== Supplied data

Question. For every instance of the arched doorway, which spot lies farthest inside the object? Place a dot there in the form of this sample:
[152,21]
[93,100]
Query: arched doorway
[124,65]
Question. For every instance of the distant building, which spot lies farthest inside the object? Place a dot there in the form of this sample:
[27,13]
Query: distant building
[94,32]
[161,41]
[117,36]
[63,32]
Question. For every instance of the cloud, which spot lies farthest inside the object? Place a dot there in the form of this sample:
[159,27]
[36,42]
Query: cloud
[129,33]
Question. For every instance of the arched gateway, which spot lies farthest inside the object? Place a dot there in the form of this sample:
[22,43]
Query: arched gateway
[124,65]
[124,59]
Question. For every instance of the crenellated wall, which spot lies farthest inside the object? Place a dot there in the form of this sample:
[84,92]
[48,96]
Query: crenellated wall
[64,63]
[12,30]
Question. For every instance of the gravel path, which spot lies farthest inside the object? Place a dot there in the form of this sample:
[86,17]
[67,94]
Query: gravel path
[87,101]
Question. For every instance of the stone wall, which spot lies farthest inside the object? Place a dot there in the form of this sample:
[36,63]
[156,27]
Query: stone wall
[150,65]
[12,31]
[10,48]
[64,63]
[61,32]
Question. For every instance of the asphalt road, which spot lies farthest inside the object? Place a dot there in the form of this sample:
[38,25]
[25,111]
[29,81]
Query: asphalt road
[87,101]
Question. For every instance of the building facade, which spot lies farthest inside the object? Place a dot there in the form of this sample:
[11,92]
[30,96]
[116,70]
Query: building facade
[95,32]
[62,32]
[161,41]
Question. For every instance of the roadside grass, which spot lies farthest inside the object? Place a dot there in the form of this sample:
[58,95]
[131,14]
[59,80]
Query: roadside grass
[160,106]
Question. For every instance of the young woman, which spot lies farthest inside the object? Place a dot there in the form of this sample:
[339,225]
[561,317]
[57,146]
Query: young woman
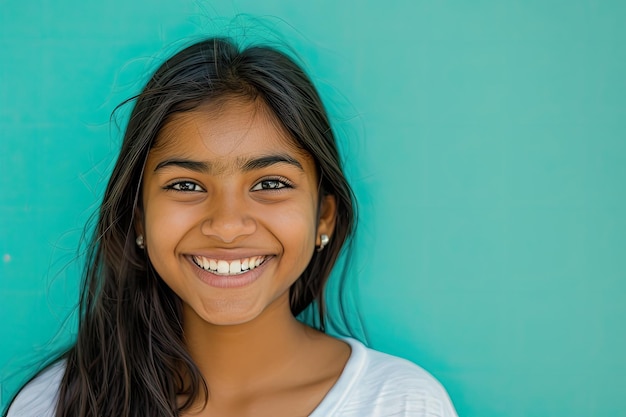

====

Exercise details | An exact copy of the material above is required, free of any pictures.

Result of the exercise |
Question. For every instance of the arched doorway, which spot lies farthest inside the object? Place a dot there in the form of this sample:
[152,21]
[93,100]
Query: arched doorway
[124,65]
Question. For every instance of the distant building, which spot lies farthest inside the object? Place a dot there in the form of this sample:
[27,13]
Query: distant building
[94,32]
[161,41]
[117,36]
[63,32]
Question. For every instance of the cloud, which spot lies farthest inside the object? Place a dot there in the form of this sample:
[159,27]
[36,42]
Query: cloud
[129,33]
Question. For every instance of the arched gateway, which spot lies farthest inside the object? Place a dot there in the form of this sample:
[22,43]
Query: arched gateway
[124,65]
[124,59]
Question. For every instance of the crenellated wall, which spot lies farthest inside the object? Place a dot there in the form of this sample:
[84,92]
[48,96]
Query: crenellated wall
[64,63]
[12,30]
Question. For every instance of the gravel path, which spot lies farthest inside the object? Place a dot there in the form of this sample:
[86,17]
[67,94]
Query: gravel path
[87,101]
Question. For every instance of the stone wall, which spot lies farthest inside the object? Place a dot there in the form of this sample:
[36,63]
[156,27]
Query: stone wall
[150,65]
[12,31]
[10,48]
[64,63]
[61,32]
Question. For every instance of the asphalt road, which spot lies farthest inside the object? Place a dot there in the form of this sample:
[38,25]
[25,111]
[29,81]
Query: asphalt road
[87,101]
Question. For every instance of the building facade, which spot lies farthest inside the object? Place a dot there in the form of this sample:
[11,92]
[30,96]
[116,70]
Query: building facade
[95,32]
[62,32]
[161,41]
Question. For every instance of the roadside grass, which spot lies farthest inside the object? Place a dot there in the form of this sample:
[58,95]
[131,14]
[59,80]
Query: roadside grass
[160,106]
Question. For every instance of the young woman, which spot lies farthest inside the object? Place a dot there in the form of this sample:
[339,225]
[561,317]
[57,146]
Query: young woman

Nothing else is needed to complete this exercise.